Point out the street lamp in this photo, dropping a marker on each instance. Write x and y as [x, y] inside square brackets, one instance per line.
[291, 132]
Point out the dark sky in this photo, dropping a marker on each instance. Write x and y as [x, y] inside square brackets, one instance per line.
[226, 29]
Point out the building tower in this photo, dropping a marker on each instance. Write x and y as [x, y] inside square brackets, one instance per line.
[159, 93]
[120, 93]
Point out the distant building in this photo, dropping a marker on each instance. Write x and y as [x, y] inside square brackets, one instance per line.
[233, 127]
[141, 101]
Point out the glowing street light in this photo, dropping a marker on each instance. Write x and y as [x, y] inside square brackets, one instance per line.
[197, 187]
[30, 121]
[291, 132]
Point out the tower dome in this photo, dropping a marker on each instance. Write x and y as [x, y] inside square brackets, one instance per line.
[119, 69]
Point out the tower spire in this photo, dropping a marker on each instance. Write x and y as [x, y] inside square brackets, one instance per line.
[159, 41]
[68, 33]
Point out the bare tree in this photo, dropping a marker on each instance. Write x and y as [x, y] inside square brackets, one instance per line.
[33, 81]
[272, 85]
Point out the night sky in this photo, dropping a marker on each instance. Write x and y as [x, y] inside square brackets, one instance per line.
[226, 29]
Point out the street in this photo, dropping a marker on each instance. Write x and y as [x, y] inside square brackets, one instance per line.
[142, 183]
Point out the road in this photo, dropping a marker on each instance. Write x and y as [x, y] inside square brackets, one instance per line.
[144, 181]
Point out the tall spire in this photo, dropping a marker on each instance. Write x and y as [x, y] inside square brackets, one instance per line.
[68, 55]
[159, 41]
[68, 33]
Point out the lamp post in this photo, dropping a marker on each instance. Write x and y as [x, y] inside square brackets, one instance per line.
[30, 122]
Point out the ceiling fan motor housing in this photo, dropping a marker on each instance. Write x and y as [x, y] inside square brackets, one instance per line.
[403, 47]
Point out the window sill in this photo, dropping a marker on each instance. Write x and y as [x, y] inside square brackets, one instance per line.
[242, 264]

WHAT IS REQUIRED:
Exactly as shown, repeat every record.

WRITTEN ANSWER:
Point out the street lamp in this photo, dropping a marker on each instance. Write x and y as [x, y] inside square brackets, one instance per line.
[291, 132]
Point out the dark sky in this photo, dropping a marker on each instance. Write x and y as [x, y] inside square brackets, one instance per line.
[226, 29]
Point out the building tower in this photo, dropping a marker on each instance. Write x and y as [x, y] inside square brackets, one instance per line.
[159, 93]
[120, 93]
Point out the distant building in this photo, dropping a marker on each instance. Write x and y as [x, y] inside square brackets, one instance per line.
[233, 127]
[141, 101]
Point out the glowing street light in this photo, dropping a marker on each instance. Write x and y as [x, y] inside square brackets, one instance per line.
[197, 187]
[30, 121]
[291, 132]
Point out the tower dome in this photo, dropping a marker on each instance. Write x and y as [x, y] inside square brackets, one instance per line.
[119, 69]
Point out the tower spire in this photo, dropping a marker on each instance. Write x and y as [x, y] inside square brackets, one instance per line.
[159, 41]
[68, 33]
Point out the bare tree in this photo, dropping a marker on each instance. Write x and y as [x, y] inside square brackets, one instance per line.
[33, 81]
[272, 85]
Point out the night sky in this photo, dropping a marker on each instance. Write x and y as [x, y] inside square brackets, one instance per line.
[226, 29]
Point out the street in this photo, dropping a marker on each instance. Write x and y as [x, y] inside square brackets, one instance per line.
[142, 183]
Point out the road in this photo, dropping a marker on each instance. Write x and y as [x, y] inside square brackets, one instance per line.
[144, 181]
Point out the tall spire in this photo, dropping a marker on each instance. Write x and y as [x, y] inside square brackets, one instance per line.
[68, 55]
[159, 41]
[68, 33]
Point out the lamp post in this photo, dropping a marker on each instance. Write x and y as [x, y] inside square brackets, one instance per line.
[30, 122]
Point out the ceiling fan motor housing in this photo, dropping a marker on each instance. Write x and y as [x, y] inside square brackets, one instance per line.
[403, 47]
Point out the window sill in this photo, dropping a marker on each instance. Write x and y as [x, y] inside square brackets, one instance per line.
[242, 264]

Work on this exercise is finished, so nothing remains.